# YOUR INSTRUCTIONS
Find the word "wooden" in the data. Return every line where it appears.

# MATERIAL SHOWN
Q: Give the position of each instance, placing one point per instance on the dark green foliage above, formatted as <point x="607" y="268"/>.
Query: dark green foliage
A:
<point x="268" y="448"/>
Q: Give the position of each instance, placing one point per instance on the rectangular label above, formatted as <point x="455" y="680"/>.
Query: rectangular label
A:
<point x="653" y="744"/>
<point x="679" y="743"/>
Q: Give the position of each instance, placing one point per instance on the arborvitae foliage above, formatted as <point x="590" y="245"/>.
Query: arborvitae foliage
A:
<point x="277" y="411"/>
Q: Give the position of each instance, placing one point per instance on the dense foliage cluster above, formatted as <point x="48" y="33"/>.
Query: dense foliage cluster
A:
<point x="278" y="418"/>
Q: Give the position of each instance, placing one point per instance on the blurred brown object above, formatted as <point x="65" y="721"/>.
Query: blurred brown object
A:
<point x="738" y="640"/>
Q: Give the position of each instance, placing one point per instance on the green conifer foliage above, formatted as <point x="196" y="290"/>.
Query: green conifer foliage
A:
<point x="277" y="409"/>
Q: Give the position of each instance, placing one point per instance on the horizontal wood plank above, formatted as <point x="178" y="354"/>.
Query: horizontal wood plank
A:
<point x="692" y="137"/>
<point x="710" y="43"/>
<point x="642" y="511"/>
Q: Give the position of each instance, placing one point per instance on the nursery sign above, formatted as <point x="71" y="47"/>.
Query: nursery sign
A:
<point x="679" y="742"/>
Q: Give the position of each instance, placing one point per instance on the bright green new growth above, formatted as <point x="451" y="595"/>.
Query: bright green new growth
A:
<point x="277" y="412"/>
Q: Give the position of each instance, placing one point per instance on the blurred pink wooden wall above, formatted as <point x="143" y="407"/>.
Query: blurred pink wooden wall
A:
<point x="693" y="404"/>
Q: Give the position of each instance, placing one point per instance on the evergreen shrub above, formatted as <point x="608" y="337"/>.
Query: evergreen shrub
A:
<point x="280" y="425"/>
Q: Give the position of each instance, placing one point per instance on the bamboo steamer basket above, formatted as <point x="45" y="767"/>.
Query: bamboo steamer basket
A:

# RESULT OF THIS TASK
Q: Give the position of each instance, placing one point per instance on the blurred pink wooden wall above, formatted as <point x="143" y="407"/>.
Query: blurred pink wooden wall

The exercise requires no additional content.